Short exercise 1: Print the entries word for word, starting at the line that contains "Reviewer note: check that each instance of the pasture" and ending with the final line of the entries.
Short exercise 2: Write what comes next in the text about Felix Mendelssohn's Hawaiian Serenaders, picking up after its last sentence.

Text:
** start **

Felix Mendelssohn's Hawaiian Serenaders


Felix Mendelssohn's Hawaiian Serenaders was a popular Hawaiian music band started by Felix Mendelssohn. It is best known for making Hawaiian music popular in England and throughout Europe during the late 1930s and throughout the 1940s.

History

Mendelssohn was born in Brondesbury Park, London. He claimed ancestry with the classical composer Felix Mendelssohn, but genealogy does not support this claim, though both Mendelssohns were of Jewish ancestry.
He worked for a while in his father's office in the London Stock Exchange before joining the Navy at the age of seventeen. On leaving the Navy he became an actor and managed various clubs in London and soon became the promotional manager for several band leaders including Mantovani, Sydney Lipton, Joe Loss, Lew Stone, and Carroll Gibbons. Despite a stammer and, by his own admission, "limited musical ability", he put together his own dance orchestra that played on Radio Luxembourg and BBC. It was in these performances that he would have them occasionally play a Hawaiian song, inspired by a visit to the South Sea Islands.

** end **

Given entries:

** start **

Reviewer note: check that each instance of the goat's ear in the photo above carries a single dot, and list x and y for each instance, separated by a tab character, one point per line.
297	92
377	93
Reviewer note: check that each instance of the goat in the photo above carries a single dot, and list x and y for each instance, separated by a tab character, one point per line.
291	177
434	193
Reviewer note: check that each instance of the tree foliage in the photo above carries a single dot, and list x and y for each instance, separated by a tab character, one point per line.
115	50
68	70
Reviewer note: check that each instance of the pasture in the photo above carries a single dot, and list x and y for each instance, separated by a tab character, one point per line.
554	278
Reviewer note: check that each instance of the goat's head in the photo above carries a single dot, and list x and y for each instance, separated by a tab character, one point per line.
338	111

** end **

Exercise output 1:
Reviewer note: check that each instance of the pasture in the photo above carries a single dot, and list x and y for each instance, separated by a tab character, one point per line.
554	278
Reviewer note: check that each instance of the goat's head in the photo above carries a single dot, and list x and y for each instance, separated by a tab character, one point per line.
338	111

Exercise output 2:
Realizing a long-standing ambition to form a Hawaiian band, in 1938 Mendelssohn took over a band led by Canadian steel guitarist, Roland Peachy and renamed it "Felix Mendelssohn's Hawaiian Serenaders". While dressed in a white suit and always wearing a Polynesian garland of flowers around his neck, he merely stood by while the talent performed. In 1942 the Serenaders appeared in a variety show called the Yankee Clipper including a troupe of Hula Dancers from around the world which he called his "South Sea Lovelies" and for which he would make up a story about each dancer and would involve audience members in the show as well. At its peak, the troupe numbered about fifty people.
During World War II, Mendelssohn spent some time in the Life Guards, but still managed to regularly broadcast with his Serenaders on "Songs of the Islands", and later on "Hawaii Calling" featuring singer Rita Williams. After the war, the Serenaders appeared on radio shows like "Workers Playtime", "Variety Bandbox", and "Music for the Housewife", as well as many Variety tours. The group also appeared in two films: 1946 "Demobbed" starring comic Nat Jackley and the "Sweethearts in Song" Anne Ziegler and Webster Booth, and 1951 "Penny Points To Paradise" starring Harry Secombe, Peter Sellers and Spike Milligan.
In 1946 the band suffered financial problems which culminated in 1950 when Mendelssohn appeared in bankruptcy court. He put together a tour to The Netherlands to repay his debts, but it was a financial disaster as the expenses were more than the payment received, and this left the whole company stranded without the fare back to England. Mendelssohn negotiated with a local British Army camp, offering free shows to the servicemen in exchange for overnight accommodation and subsidised transport back home.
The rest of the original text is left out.